EXTRACTED TEXT |
Let's be honest: the budget laptop space has long been the island of misfit toys. Plasticky keyboards, screens that look like you're viewing through a dirty fish tank, fans that sound like a small aircraft taking off. Not exactly inspiring stuff.

But according to a review over at Wired, the HP Omnibook 3 is quietly doing something genuinely interesting at the $600 price point - making the MacBook Air look like it's phoning it in.

The $600 question nobody was asking (but should have been)

Here's the spicy bit: both Apple and HP are selling laptops around the same price, but they got there very differently. HP apparently leaned into raw power and performance, while Apple made... other choices. We'll call them "philosophical compromises." Very artisanal, very Silicon Valley.

If you're the kind of person who actually uses their laptop to DO things - running multiple apps, crunching numbers, editing things, existing productively in the year 2025 - the Omnibook 3 apparently delivers the goods in a way that makes the similarly priced Apple option look a bit underpowered.

Why this actually matters

The laptop market has spent years convincing us that "budget" is a dirty word, a compromise you make when you can't afford the "real" stuff. The Omnibook 3 seems to be pushing back on that narrative pretty hard.

When a Windows machine at $600 is making reviewers at Wired compare it favorably to Apple's offering in terms of performance, that's not just a win for HP - that's a signal that the entire mid-range laptop segment is getting genuinely competitive. And competition, dear reader, is how we all win.

The catch (because there's always a catch)

WORK INSTRUCTION 1 |
Write out the stretch of the Omnibook 3 post from "The laptop market" through "narrative pretty hard.".
WORK INSTRUCTION 2 |
According to the Omnibook 3 post, which publication reviewed the HP Omnibook 3?
WORK INSTRUCTION 3 |
List every activity the Omnibook 3 post names as something people do when they actually use their laptop to do things.

DATASET EXCERPTS |
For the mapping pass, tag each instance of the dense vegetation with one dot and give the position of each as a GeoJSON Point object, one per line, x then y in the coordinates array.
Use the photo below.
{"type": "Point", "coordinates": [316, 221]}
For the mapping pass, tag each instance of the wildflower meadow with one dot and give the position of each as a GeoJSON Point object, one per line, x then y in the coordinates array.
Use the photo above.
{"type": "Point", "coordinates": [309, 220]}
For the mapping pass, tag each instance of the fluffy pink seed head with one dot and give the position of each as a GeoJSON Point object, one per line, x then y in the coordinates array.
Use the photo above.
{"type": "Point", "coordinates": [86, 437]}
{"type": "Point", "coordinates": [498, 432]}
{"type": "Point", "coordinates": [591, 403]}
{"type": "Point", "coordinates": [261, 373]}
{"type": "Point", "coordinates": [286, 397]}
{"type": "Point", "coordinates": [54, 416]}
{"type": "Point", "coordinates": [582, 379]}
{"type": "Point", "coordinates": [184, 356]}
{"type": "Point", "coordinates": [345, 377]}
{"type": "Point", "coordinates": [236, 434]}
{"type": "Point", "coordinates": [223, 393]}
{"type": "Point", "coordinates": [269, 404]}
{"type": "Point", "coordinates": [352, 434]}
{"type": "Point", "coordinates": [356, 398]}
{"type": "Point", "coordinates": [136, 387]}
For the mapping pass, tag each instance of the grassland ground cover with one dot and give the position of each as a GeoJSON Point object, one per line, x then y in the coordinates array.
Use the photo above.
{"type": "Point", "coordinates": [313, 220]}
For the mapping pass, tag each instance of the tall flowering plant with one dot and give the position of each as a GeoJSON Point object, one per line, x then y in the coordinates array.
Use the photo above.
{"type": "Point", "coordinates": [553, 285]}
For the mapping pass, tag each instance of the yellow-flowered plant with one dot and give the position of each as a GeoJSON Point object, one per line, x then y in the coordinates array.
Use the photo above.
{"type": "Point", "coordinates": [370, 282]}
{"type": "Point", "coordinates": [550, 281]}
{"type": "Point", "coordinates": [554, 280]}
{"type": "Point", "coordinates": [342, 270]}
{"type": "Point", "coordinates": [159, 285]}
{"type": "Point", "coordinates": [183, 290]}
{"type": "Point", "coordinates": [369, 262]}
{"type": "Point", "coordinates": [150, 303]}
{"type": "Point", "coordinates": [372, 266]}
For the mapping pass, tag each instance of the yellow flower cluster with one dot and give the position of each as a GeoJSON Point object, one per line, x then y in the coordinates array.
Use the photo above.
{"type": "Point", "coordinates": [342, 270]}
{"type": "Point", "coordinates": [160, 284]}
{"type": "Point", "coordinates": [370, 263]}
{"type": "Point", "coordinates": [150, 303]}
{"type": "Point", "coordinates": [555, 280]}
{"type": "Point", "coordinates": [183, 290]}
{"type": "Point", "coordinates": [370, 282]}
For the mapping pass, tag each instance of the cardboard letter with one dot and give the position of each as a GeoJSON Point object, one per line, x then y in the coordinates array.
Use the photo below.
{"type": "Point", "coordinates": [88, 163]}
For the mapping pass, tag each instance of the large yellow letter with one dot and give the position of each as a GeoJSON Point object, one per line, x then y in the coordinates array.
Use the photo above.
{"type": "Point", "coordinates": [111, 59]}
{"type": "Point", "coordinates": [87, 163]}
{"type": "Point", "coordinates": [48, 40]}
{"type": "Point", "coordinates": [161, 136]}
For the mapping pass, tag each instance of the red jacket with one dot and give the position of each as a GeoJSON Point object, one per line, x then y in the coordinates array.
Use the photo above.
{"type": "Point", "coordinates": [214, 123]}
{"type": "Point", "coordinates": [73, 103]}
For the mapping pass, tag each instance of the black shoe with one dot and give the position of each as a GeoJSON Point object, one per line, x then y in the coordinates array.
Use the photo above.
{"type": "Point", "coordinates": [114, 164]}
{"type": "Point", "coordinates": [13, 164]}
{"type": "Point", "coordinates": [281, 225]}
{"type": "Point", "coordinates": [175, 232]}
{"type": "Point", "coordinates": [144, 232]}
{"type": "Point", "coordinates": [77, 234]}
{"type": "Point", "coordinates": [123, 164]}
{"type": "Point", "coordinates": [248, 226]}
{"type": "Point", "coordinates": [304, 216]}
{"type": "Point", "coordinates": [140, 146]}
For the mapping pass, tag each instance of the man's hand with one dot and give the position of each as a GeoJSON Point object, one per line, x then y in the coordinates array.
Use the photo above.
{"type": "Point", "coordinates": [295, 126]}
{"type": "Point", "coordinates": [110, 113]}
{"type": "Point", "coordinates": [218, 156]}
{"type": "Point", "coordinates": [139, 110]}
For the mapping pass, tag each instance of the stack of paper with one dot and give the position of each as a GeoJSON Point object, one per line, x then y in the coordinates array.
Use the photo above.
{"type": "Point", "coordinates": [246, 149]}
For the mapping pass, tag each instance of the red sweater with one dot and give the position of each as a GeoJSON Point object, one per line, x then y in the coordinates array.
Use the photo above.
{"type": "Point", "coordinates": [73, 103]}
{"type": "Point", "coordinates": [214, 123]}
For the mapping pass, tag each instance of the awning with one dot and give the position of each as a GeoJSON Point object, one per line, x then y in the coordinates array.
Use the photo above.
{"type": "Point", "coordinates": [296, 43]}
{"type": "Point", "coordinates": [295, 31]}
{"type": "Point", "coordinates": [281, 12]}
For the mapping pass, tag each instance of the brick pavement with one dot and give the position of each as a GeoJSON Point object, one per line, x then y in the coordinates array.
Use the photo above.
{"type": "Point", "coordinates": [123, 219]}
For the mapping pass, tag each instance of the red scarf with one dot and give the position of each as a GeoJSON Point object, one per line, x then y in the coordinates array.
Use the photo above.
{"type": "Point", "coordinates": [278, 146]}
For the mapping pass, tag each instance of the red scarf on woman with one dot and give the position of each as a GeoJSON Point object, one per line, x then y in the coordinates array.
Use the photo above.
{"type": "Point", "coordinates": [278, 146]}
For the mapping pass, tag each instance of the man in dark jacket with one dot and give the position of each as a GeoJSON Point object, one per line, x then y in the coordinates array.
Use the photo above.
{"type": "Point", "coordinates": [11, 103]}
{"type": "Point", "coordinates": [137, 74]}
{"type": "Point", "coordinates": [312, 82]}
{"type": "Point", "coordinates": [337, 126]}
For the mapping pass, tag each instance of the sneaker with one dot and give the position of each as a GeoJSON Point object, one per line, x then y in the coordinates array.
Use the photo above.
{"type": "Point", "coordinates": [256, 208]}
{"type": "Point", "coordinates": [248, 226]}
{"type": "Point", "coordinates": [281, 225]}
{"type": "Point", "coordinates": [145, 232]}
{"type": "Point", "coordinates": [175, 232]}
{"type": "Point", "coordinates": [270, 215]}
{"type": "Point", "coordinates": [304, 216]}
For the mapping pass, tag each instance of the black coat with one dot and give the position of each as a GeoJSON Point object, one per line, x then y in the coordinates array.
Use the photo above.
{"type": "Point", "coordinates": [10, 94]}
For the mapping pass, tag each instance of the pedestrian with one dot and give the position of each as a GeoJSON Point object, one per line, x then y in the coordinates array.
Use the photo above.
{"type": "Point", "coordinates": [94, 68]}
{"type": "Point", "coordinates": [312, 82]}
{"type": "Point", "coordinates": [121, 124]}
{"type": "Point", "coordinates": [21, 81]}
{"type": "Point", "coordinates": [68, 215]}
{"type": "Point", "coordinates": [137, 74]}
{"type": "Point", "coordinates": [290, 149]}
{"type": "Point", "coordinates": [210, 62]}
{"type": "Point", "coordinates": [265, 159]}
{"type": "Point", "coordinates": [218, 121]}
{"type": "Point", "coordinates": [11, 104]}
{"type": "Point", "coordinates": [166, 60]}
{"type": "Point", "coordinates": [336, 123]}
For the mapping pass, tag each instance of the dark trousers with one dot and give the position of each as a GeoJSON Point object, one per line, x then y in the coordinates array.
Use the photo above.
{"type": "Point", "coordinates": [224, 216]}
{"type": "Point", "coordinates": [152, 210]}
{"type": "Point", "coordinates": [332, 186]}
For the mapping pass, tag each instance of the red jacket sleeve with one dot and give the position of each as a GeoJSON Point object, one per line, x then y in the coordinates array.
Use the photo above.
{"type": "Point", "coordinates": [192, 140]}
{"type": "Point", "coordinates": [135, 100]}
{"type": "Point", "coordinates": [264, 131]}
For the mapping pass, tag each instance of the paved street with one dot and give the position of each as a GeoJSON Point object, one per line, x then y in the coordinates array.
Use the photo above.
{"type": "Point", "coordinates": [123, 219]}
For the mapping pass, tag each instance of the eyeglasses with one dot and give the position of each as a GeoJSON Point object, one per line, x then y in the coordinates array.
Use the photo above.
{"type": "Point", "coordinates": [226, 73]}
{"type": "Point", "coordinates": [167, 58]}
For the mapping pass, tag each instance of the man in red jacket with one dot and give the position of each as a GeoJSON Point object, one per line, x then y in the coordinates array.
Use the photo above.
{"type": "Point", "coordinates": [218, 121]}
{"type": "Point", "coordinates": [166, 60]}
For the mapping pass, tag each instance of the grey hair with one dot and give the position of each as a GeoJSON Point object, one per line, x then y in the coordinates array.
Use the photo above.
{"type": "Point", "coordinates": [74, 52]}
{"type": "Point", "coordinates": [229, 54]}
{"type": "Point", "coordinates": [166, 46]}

TASK RESPONSE 1 |
The laptop market has spent years convincing us that "budget" is a dirty word, a compromise you make when you can't afford the "real" stuff. The Omnibook 3 seems to be pushing back on that narrative pretty hard.

TASK RESPONSE 2 |
Wired

TASK RESPONSE 3 |
- running multiple apps
- crunching numbers
- editing things
- existing productively in the year 2025